Exercise objective:
Copy out every line from the records that includes "below".
[[ Material to process, beginning ]]
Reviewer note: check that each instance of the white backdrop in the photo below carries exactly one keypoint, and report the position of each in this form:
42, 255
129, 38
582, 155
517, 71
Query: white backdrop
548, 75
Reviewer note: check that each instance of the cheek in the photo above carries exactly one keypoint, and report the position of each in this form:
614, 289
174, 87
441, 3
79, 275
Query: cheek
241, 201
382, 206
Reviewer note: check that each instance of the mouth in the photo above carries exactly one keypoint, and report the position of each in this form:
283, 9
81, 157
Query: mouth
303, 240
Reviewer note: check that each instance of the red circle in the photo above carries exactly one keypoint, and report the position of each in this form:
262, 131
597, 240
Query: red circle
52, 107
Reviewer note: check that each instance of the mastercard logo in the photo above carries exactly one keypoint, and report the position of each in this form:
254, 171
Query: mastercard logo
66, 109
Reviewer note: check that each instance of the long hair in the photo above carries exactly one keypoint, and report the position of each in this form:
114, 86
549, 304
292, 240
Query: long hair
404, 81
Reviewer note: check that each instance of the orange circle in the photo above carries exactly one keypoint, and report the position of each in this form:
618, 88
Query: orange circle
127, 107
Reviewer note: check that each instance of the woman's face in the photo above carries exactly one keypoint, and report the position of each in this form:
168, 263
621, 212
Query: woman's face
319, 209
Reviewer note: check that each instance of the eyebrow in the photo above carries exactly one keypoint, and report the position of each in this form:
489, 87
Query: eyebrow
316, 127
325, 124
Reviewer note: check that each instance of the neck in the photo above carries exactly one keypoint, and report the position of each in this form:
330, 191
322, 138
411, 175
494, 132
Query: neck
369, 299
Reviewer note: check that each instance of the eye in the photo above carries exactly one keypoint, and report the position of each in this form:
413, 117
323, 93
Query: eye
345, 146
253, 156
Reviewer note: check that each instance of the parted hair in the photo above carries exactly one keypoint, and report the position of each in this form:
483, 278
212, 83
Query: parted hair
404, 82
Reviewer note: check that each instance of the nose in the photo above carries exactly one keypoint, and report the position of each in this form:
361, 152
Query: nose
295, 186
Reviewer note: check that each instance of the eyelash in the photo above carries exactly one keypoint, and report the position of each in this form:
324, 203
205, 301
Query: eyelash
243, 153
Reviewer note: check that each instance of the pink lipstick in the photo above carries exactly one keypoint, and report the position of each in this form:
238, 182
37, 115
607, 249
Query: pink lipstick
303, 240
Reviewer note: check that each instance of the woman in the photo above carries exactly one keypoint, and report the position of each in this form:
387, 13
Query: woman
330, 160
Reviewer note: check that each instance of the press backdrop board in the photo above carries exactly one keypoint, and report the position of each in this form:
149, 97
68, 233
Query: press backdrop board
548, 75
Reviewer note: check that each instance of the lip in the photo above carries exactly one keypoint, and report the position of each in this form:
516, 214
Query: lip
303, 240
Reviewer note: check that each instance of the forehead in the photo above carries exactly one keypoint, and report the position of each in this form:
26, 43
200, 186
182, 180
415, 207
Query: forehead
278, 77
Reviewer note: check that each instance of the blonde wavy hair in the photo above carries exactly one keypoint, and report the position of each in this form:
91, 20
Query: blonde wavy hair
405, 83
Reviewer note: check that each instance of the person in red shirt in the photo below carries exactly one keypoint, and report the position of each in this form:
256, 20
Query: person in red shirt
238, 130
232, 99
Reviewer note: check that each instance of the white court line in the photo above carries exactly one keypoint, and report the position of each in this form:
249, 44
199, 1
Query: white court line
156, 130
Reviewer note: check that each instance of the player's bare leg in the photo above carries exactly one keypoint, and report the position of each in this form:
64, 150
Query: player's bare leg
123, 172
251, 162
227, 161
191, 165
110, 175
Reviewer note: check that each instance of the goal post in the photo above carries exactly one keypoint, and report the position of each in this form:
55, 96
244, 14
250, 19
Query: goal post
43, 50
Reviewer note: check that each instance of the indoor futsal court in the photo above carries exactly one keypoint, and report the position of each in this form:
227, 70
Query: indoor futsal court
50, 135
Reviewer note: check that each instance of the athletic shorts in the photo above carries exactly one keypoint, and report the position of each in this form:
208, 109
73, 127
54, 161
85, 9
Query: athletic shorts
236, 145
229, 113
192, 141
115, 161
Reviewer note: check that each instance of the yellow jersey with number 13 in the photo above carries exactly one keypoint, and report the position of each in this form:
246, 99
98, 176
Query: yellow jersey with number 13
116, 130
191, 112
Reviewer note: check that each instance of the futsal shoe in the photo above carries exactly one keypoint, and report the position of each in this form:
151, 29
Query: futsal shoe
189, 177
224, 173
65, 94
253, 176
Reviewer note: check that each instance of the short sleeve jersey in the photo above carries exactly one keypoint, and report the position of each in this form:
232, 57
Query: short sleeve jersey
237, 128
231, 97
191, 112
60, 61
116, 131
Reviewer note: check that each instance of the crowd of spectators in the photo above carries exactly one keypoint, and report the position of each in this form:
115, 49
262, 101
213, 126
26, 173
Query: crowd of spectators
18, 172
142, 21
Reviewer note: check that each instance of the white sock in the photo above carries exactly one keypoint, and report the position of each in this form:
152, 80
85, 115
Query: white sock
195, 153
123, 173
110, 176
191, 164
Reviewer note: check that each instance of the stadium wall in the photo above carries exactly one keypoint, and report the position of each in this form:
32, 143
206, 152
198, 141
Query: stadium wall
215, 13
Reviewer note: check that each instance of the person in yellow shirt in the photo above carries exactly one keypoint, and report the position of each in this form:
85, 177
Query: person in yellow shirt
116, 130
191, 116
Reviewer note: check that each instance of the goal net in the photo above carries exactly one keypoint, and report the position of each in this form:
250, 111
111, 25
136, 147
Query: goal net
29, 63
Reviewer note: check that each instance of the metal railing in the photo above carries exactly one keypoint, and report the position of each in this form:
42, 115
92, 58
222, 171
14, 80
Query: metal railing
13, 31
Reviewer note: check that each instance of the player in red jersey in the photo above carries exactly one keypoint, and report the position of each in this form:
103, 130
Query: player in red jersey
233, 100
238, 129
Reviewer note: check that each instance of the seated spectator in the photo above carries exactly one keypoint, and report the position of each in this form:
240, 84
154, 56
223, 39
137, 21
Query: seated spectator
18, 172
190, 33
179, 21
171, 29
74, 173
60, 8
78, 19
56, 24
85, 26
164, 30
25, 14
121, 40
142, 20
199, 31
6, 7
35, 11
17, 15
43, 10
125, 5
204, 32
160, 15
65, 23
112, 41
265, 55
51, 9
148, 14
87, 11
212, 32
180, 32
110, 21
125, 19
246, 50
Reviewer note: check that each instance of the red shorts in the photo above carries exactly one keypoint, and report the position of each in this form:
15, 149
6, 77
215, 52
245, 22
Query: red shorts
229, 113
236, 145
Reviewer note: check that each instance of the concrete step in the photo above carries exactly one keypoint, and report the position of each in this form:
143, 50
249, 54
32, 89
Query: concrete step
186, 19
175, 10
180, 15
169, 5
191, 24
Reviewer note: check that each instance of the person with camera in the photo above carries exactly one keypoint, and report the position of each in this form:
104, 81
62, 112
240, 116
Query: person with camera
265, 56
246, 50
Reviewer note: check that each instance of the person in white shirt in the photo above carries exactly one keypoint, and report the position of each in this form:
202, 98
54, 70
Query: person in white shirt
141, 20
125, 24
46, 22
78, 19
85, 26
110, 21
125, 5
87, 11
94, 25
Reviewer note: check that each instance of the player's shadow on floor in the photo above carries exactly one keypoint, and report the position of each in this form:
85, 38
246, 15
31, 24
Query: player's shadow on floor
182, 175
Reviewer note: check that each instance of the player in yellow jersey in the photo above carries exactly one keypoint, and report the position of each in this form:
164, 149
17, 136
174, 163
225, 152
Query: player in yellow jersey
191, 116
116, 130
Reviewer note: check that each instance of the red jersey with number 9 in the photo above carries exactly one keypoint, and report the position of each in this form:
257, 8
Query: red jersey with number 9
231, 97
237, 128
[[ Material to process, end ]]
Solution to this problem:
Reviewer note: check that each instance of the white backdrop in the photo below carries exactly one keypoint, and report the position of each in this form:
Reviewer note: check that each instance of the person in red shirt in the photo below carries exactly one keypoint, and report the position of each in this form:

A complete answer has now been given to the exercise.